TASK TO COMPLETE: In the news report on China's data-security probes, please state how much the three companies raised in total from their U.S. initial public offerings in June.

HONG KONG—China’s regulatory probes into three technology companies shortly after their U.S. listings have caught global investors off guard, showing the risks of owning shares in fast-growing businesses that have come under Beijing’s microscope.
On Tuesday morning, the American depositary receipts of newly listed Didi Global Inc. tumbled 22% in early premarket trading, after China’s cybersecurity regulator delivered a second blow to the ride-hailing giant two days after launching a review of its data security on Friday.
A unit of the regulator had also announced Monday data-security probes into popular mobile apps operated by Full Truck Alliance Co. and Kanzhun Ltd. , whose ADRs fell 16% and 10%, respectively, in premarket trading. U.S. markets were closed Monday for the July Fourth holiday.
The three companies had raised close to $7 billion in total from U.S. initial public offerings in June, and their shares rose upon their trading debuts.
Didi’s Chinese ride-hailing app, Full Truck Alliance’s two truck-hailing platforms and Kanzhun’s online-recruiting app were ordered to stop adding users while the reviews take place. The Cyberspace Administration of China told app-store operators to take down Didi’s China service and said the Beijing-based company had collected personal information “in violation” of the country’s laws and regulations.
The latest regulatory assault is problematic for the pipeline of Chinese companies seeking IPOs on U.S. stock exchanges. Some might put their listing plans on hold or go public in Hong Kong instead, said investment bankers who advise Chinese companies.

RECORDED DATA:
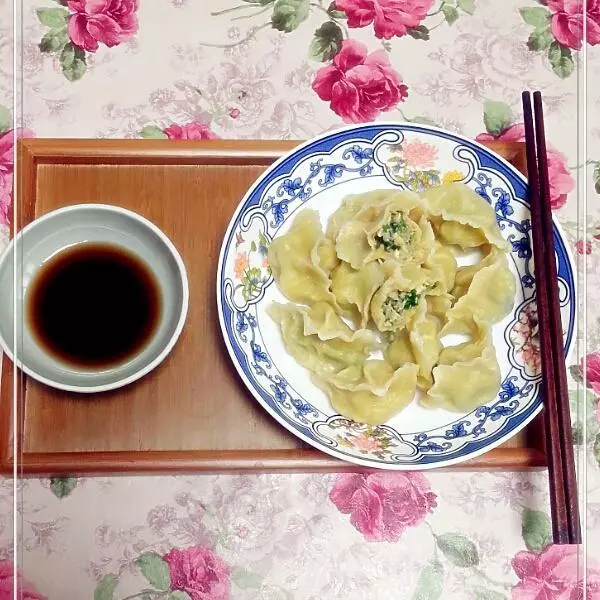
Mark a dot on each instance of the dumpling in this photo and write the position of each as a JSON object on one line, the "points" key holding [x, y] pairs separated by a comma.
{"points": [[382, 393], [396, 301], [481, 337], [399, 351], [351, 205], [464, 275], [475, 219], [397, 228], [354, 289], [464, 385], [442, 263], [418, 343], [318, 341], [423, 332], [489, 299], [326, 255], [439, 305], [300, 260]]}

WRITTEN SOLUTION: Close to $7 billion.